* _Exercise directions_: Make a verbatim copy of the entries below; pictures stay out.

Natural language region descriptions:
____

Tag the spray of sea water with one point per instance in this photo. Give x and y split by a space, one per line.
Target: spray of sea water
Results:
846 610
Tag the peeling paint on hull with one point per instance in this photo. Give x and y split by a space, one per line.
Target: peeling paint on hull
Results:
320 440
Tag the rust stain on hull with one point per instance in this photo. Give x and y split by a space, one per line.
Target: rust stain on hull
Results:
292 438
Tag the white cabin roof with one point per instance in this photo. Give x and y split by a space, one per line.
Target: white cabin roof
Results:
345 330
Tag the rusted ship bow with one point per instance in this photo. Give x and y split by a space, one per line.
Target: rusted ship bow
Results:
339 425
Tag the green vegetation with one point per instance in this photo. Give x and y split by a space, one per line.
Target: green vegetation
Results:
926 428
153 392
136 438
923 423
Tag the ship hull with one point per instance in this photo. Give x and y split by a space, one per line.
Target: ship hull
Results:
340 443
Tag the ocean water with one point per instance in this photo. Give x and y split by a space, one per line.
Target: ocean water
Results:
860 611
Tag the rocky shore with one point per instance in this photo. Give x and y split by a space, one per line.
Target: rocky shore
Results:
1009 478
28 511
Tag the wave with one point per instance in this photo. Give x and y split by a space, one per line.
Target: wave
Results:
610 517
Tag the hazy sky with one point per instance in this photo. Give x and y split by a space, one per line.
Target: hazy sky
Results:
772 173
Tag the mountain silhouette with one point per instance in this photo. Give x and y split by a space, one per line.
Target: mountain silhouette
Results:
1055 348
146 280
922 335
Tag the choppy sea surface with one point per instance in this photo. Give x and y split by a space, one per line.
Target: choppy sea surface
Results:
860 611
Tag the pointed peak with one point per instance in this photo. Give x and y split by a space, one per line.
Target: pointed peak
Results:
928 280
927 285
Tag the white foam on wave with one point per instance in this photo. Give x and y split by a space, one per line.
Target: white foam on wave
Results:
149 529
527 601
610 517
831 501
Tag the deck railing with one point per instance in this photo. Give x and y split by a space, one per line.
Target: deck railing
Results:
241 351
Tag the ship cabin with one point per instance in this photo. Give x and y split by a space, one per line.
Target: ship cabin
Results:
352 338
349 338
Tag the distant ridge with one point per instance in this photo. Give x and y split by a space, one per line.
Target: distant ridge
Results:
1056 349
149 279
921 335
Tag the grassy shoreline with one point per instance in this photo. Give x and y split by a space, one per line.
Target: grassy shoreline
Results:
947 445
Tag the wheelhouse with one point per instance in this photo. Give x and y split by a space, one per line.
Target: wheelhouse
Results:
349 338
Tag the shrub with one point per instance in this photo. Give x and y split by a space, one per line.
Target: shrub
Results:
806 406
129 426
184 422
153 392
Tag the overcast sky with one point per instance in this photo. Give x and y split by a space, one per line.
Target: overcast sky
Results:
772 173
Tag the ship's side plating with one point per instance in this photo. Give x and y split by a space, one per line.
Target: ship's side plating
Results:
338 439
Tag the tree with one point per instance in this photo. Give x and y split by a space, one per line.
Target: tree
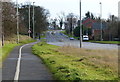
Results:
41 15
9 19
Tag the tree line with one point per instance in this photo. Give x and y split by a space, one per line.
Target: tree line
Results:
9 19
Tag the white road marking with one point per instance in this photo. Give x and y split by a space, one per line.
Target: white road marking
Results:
16 77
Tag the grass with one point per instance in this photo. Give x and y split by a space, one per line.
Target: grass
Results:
69 63
107 42
10 44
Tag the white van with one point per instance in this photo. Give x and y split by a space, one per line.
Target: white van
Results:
85 37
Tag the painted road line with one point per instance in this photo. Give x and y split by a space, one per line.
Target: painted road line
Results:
16 77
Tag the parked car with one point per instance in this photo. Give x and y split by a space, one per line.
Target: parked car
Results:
85 38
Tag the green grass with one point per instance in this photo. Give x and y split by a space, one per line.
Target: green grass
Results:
107 42
8 47
66 65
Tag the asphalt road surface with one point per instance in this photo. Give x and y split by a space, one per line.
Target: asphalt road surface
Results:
31 67
59 39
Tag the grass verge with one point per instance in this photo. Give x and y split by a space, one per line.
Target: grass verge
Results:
107 42
9 45
69 63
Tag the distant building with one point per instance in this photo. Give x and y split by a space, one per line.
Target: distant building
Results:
119 10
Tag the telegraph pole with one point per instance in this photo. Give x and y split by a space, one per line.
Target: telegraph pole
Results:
80 27
17 22
33 22
101 20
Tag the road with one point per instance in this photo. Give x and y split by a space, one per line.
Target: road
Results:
31 67
55 39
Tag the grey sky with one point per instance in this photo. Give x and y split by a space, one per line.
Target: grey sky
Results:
72 6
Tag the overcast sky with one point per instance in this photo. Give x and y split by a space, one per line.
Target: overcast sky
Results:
72 6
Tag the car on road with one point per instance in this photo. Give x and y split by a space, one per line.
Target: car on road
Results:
71 38
85 38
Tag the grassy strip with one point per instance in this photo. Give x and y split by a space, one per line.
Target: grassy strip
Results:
67 63
8 47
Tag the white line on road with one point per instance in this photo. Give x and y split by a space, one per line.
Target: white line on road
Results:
16 77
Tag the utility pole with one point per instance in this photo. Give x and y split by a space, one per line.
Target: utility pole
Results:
1 25
29 21
33 22
101 20
80 27
17 22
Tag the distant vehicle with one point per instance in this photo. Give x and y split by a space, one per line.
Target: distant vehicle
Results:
85 38
71 38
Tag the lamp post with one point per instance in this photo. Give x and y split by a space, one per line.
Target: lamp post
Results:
29 21
101 20
17 22
80 27
33 23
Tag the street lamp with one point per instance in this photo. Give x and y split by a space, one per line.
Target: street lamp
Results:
33 23
29 21
80 27
17 22
101 19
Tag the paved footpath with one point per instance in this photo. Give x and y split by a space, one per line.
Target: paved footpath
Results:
31 67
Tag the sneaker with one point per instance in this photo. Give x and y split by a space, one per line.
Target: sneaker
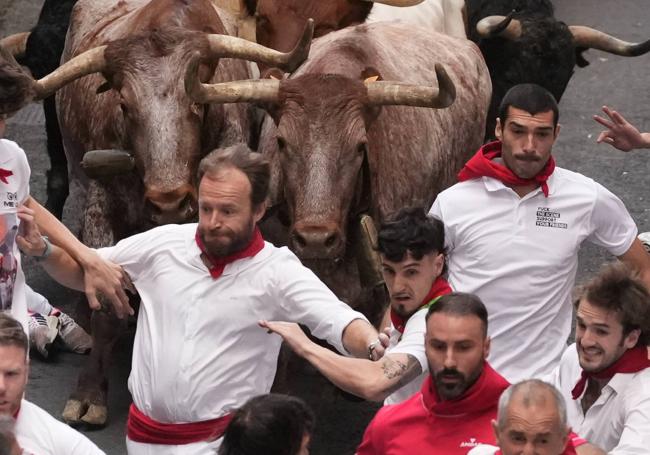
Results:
42 332
73 336
645 239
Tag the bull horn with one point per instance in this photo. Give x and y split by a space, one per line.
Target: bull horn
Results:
397 2
231 47
15 44
262 90
588 37
396 93
499 26
99 164
91 61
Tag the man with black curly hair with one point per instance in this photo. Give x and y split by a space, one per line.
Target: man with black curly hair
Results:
411 245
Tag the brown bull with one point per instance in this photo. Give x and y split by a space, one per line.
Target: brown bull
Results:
134 55
342 142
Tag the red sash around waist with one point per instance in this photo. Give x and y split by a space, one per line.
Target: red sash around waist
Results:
141 428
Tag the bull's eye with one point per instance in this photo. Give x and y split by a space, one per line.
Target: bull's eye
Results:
361 148
281 143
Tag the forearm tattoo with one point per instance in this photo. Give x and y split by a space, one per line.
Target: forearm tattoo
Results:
406 372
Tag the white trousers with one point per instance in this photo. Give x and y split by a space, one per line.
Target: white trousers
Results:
198 448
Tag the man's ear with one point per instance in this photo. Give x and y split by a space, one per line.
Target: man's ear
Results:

____

* _Written answer_:
Tag the spray of sea water with one point per instance in this photo. Give x and y split by a space, one per line.
Target: spray of sea water
Results:
846 610
Tag the peeling paint on hull with one point per instance in this photo. Give x and y split by a space, one per line.
Target: peeling paint on hull
Results:
320 440
Tag the rust stain on hull with one point per instance in this photo. Give x and y split by a space, one per line.
Target: rust stain on hull
Results:
292 438
Tag the white cabin roof with one point per instance in this photo. Give x and y split by a space, one per line.
Target: white cabin roof
Results:
345 330
Tag the rusted ship bow with one point per instance in this photo. Give x and y split by a space, one per line.
Target: rusted ship bow
Results:
339 425
Tag the green vegetation with one point per instance in this photo. Give x and y split by a space, one per line.
Target: green vegetation
Results:
926 428
153 392
136 438
923 423
Tag the ship hull with one point per instance in this photo. Give x and y split by a space, one per line.
Target: ship hull
Results:
340 443
Tag the ocean water with one point per instance in this photo. Give x and y split by a space, one per line.
Target: ocean water
Results:
860 611
Tag the rocky shore with one point per instance in this photo. Give x and y split by a space, one per line.
Target: rocky shore
Results:
1009 478
28 511
Tag the wave with one point per instance in this photo. Give x and y split by a space, one per line.
Target: wave
Results:
610 517
Tag the hazy sky with one point per instance in this photo. Give x and y split by a space, one per line.
Target: hazy sky
Results:
772 173
Tag the mountain silhouette with one point per instance in this photo. Give x and y split by a space, one per line.
Target: mountain silhouette
Results:
1055 348
146 280
922 335
Tag the choppy sea surface with one point per instance in this photo. Give x and y split by a space, one per line.
Target: choppy sea surface
Results:
860 611
Tag the pointed peak with one point per instance in this photo. Give x and y split by a space, one per line.
Target: pointed peak
Results:
928 280
927 285
Tag the white foam on wave with one point per instance in this photo. Give x and y split by a space, one per line.
Target: white foam on wave
Results:
149 529
527 601
610 517
831 501
Tag the deck railing with one point per instance in this photo. Give x and y split by a space, one per line.
Target: deck railing
Results:
241 351
Tag the ship cabin with one point per instance in this photo. Give x and y split by a space, one per line.
Target: ship cabin
Results:
352 338
349 338
Tag the distant ridge with one point per instance in this photo. Give x and y split by a space, one per line.
Target: distant ridge
Results:
1056 349
149 279
921 335
Tag the grassy shoreline with one point per instance in this photo. Give x and y split by a space, one per line.
Target: grassy shoreline
Results:
947 445
Tag the wheelhouse with one point per instance in this photo. Give x and y split by a space, one per line.
Target: wheelhouse
Results:
349 338
Tag the shrub with one point per instance in this photo. Give x and y split by a space, one per line.
Target: shrub
Results:
806 406
129 426
184 422
153 392
Tag the overcast sky with one point per instance in this photo. Give x and y split by a space, one per line.
Target: overcast sky
Results:
772 173
Tag the ship's side plating with one point per instance in this photo. Give x and y split by a space, one per line.
Target: ship's side plating
Results:
338 439
Tag the tree with one point per instance in this photo. Give x and y split by a space, one per line.
Target: tree
Results:
41 15
9 19
Tag the tree line with one point per instance in this photo. Give x and y split by a space, one per line.
Target: tree line
Results:
9 19
Tag the white road marking with one point per instance in this photo. Give x and y split by a space, one per line.
Target: white road marking
Results:
16 77
Tag the grass with one point per instance in this photo. Give x and y split by a space, one per line.
Target: grass
Results:
69 63
107 42
10 44
Tag the white van with one point per instance in this photo. Give x and y split by a space, one per line.
Target: white van
Results:
85 37
Tag the painted road line with one point per instance in this photo. Give x and y split by a space, one per line.
Target: painted road line
Results:
16 77
Tag the parked car with one point per instance in this photo. Give x and y split by a space, one per line.
Target: parked car
Results:
85 38
Tag the green grass with one point per instance in this photo. Give x and y split by a space, one per line.
Target: green grass
Results:
107 42
8 47
66 65
Tag the asphalt road surface with one point per instance in this photo. Give x and y split by a space, one per line.
Target: asphalt road surface
Results:
31 67
59 39
Tag the grass verge with one point per instance in this photo. Give x and y split by a space, one per line.
Target: grass verge
Results:
107 42
9 45
69 63
Tag the distant building with one point per instance in this photo. Give x and y split by a space, one per line.
Target: distant building
Results:
119 10
Tag the telegraph pole with one point per instance in this photo. Give x and y split by a space, one per line.
Target: telegraph pole
Results:
80 27
17 22
33 22
101 20
Tag the road with one point per instance in this photo. Give x and y split by a space, one per line.
Target: road
Results:
31 67
55 39
Tag the grey sky with one point per instance in this photo. Give x and y split by a space, one per line.
Target: grey sky
Results:
72 6
Tag the overcast sky with one point per instance in this photo. Give x and y split by a space, one per line.
Target: overcast sky
Results:
72 6
Tag the car on road with one point per instance in this photo. Give x and y split by a space, one per line.
Target: car on road
Results:
71 38
85 38
Tag the grassy strip with one point per instance in this photo. Give x and y split by a space, one per line.
Target: grassy strip
Results:
67 63
8 47
Tag the white line on road with one point per instance in this photo. Give x and y split by a space, one per line.
Target: white line on road
Results:
16 77
Tag the utility pole with one point per instance in this photo. Give x and y split by a space, one per line.
Target: utility pole
Results:
1 25
29 21
33 22
101 20
80 27
17 22
Tag the distant vehicle with one point per instance in this photo. Give x and y split by a space, one per line.
Target: distant vehicle
Results:
85 38
71 38
Tag the lamp post with one point per instance in this photo. Give x and y split by a space, one per line.
Target: lamp post
Results:
29 21
101 20
17 22
80 27
33 23
Tag the street lamp with one point per instance in this photo. Give x and y split by a space, one per line.
Target: street lamp
Results:
33 23
29 21
80 27
17 22
101 19
Tag the paved footpath with one point per instance in this photo. Give x and y split by a space, one per line.
Target: paved footpath
Results:
31 67
Tag the sneaker with one point per instance in this photo. Give x and y split by a space, one per line.
Target: sneaker
Results:
42 332
73 336
645 239
Tag the bull horn with one point per instance in this photo. Give x and y split by a space, one per line.
Target: bull horn
Results:
397 2
231 47
15 44
262 90
588 37
396 93
499 26
99 164
91 61
Tag the man with black curly hair with one point per instance in this photo. Give x and y split by a space, one per line.
Target: man with black curly hair
Results:
411 245
Tag the brown bull with one point per instance in this photo. Give x and y split by a space, one per line.
Target: brown bull
Results:
134 55
342 142
Tag the red sash around waist with one point per instance in this photo. Give x and y split by a space, one per line.
Target: red sash around waist
Results:
141 428
Tag the bull's eye with one point per instance in this photo. Give x and y split by a space, one per line.
Target: bull's eye
Results:
361 148
281 143
Tag the forearm tattoo with one point per instance in this photo. Give x and y split by a space, one per line.
Target: forearm tattoo
Results:
406 372
Tag the white trousers with one point per instance in this photo. Give x and y split by a space, one per line.
Target: white trousers
Results:
198 448
Tag the man's ear with one point per instance in this photo. Give x and y split by a space, one per line.
Target: man's ear
Results:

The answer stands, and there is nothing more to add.